** Start of Dataset entries **
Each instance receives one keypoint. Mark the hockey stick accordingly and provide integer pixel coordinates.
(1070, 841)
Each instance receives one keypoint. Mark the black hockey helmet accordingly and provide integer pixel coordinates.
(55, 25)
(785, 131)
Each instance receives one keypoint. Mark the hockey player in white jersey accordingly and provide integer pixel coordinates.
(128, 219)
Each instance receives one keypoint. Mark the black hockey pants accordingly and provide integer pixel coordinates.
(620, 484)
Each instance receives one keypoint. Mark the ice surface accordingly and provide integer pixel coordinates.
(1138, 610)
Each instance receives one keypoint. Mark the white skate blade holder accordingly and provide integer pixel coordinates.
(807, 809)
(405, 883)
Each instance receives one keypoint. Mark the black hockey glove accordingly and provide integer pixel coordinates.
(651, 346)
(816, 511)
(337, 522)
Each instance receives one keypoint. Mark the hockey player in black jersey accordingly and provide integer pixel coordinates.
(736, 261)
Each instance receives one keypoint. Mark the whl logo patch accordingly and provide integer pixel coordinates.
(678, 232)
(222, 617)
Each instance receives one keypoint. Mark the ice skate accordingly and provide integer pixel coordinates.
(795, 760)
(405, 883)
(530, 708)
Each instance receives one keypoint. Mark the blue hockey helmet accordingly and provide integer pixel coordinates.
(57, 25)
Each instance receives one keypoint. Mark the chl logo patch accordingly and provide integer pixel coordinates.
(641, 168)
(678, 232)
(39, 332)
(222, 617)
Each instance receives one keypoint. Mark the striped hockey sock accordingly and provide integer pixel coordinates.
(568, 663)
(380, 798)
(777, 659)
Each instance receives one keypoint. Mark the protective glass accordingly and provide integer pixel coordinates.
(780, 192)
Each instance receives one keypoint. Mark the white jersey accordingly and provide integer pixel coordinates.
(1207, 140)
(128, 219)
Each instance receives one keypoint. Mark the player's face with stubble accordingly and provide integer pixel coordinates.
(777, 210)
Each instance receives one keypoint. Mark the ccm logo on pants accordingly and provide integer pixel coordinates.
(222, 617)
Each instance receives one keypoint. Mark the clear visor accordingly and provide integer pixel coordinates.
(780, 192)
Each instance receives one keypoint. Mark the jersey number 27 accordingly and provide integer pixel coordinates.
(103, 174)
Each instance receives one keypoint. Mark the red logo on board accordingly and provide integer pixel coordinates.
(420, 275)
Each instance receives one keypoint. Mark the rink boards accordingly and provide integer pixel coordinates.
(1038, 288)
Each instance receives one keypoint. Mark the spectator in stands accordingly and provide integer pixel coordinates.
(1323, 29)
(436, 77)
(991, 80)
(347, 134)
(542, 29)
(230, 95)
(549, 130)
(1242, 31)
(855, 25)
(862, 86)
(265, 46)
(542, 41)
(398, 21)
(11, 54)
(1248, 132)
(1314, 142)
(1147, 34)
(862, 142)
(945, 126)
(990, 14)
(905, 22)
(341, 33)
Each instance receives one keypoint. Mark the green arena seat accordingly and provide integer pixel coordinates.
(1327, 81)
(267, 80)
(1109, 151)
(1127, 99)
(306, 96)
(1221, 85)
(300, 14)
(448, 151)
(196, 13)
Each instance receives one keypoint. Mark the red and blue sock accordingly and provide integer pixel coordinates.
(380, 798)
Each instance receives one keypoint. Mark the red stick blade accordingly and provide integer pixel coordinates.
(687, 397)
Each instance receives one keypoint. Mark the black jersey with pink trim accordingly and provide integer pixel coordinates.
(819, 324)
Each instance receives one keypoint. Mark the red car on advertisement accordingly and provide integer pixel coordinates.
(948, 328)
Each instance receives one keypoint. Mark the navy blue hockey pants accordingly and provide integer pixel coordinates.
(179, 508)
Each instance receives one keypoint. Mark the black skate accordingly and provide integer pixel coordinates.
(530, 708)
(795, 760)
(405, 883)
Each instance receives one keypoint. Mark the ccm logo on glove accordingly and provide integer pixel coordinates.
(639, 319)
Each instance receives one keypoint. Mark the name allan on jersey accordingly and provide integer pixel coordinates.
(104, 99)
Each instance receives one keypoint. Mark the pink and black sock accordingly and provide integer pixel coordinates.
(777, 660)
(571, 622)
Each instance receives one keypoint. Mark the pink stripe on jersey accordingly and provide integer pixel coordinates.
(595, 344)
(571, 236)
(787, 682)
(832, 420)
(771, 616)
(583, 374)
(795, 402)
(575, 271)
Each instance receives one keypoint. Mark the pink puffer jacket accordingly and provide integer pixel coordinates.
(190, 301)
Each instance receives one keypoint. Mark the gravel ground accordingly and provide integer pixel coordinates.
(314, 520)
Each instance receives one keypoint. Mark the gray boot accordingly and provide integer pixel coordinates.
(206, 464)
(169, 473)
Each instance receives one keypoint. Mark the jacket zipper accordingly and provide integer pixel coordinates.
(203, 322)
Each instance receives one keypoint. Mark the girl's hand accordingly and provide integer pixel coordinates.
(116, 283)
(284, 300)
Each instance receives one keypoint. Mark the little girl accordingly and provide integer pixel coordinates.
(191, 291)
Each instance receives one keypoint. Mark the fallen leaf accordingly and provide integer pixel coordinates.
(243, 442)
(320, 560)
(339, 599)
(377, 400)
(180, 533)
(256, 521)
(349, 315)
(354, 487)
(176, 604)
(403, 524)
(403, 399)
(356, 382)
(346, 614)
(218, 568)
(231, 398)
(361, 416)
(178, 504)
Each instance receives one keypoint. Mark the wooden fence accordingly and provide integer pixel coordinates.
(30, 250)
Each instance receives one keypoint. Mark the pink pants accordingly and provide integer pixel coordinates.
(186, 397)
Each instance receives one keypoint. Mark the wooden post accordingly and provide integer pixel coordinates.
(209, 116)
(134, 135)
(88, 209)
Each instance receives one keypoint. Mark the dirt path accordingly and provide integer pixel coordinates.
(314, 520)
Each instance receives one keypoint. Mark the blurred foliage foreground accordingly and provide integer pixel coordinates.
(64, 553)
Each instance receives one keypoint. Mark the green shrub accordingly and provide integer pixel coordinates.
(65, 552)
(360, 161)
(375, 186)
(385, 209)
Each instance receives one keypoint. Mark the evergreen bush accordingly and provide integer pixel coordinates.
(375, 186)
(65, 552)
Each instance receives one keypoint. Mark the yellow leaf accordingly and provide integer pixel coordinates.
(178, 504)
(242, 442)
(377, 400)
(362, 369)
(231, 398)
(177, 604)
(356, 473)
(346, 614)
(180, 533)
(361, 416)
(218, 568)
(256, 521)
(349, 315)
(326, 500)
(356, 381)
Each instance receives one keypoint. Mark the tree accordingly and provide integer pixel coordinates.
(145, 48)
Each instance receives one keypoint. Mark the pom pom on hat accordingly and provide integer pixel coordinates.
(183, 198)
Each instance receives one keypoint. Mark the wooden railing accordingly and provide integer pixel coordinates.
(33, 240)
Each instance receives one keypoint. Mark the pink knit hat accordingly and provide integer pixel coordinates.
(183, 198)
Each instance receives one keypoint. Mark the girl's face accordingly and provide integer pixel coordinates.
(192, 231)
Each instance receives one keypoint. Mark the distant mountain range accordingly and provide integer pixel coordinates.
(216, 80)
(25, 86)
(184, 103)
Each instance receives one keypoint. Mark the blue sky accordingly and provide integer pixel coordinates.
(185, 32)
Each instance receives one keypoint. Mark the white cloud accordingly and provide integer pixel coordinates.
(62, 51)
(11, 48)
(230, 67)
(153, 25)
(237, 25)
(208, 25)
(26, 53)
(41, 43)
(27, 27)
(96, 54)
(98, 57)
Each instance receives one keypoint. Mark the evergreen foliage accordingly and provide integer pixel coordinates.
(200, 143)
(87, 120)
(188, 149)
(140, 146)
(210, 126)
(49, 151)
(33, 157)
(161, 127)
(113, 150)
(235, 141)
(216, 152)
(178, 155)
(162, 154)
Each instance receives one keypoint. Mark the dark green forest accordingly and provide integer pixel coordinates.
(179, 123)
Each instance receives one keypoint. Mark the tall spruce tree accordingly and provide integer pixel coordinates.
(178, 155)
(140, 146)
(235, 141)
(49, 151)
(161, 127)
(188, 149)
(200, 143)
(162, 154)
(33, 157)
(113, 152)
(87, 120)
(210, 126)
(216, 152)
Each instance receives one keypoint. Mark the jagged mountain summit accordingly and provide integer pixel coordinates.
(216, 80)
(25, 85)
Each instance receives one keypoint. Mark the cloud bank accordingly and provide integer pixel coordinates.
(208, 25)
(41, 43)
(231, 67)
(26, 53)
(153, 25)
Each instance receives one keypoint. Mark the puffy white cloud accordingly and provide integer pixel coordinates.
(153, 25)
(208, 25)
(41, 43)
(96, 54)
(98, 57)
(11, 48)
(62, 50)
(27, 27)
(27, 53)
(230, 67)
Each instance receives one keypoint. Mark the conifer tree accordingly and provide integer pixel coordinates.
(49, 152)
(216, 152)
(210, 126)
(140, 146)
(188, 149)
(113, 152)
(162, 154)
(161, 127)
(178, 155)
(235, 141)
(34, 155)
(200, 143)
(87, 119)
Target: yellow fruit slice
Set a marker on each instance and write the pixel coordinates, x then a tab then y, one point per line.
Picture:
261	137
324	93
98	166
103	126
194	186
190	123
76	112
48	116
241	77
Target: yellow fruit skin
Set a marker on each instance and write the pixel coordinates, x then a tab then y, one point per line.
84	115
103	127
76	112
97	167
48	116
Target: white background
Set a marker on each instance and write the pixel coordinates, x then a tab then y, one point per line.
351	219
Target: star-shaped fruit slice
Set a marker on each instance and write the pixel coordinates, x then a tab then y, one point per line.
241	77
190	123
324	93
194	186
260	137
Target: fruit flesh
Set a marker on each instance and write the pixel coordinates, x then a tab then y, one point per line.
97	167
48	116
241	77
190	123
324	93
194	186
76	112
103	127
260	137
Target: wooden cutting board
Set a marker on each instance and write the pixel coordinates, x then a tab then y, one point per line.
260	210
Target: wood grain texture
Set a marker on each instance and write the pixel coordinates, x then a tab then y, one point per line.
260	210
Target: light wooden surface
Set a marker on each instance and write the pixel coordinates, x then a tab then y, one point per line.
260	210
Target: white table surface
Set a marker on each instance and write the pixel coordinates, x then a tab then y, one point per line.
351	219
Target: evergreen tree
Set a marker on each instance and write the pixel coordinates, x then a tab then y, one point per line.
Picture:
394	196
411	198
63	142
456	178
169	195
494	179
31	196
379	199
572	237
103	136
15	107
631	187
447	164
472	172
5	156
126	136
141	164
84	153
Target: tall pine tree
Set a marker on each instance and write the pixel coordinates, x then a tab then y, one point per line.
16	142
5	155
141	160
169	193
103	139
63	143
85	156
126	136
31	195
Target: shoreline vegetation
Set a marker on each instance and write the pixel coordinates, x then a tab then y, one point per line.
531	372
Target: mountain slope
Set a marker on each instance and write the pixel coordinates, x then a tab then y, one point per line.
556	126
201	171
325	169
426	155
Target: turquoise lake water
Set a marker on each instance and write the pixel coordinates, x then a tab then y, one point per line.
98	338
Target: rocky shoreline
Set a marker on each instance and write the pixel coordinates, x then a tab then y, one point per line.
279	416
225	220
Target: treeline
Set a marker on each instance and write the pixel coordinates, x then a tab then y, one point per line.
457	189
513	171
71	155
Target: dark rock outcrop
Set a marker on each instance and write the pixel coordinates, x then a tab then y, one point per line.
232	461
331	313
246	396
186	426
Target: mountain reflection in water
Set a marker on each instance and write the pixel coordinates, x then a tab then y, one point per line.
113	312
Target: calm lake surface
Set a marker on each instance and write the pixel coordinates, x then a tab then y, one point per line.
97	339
** End of Dataset entries **
Reproduce the listing verbatim, starting with the line that contains "black hockey helmet" and continuing through the line that contains "(1138, 610)", both lines included.

● **Worked answer**:
Each instance receives one keypoint. Mark the black hockey helmet accordingly and provide integer pixel coordinates.
(55, 25)
(785, 131)
Each instance receives one keypoint. Mark the hockey player in white jersey accordingly and provide integer pixel coordinates.
(128, 219)
Each instance receives one keypoint. Mark the black hockey pants accordingly and provide integer pixel coordinates.
(620, 484)
Each instance receives one keypoint. Mark the ice surface accordingly and provide integer pixel coordinates.
(1138, 610)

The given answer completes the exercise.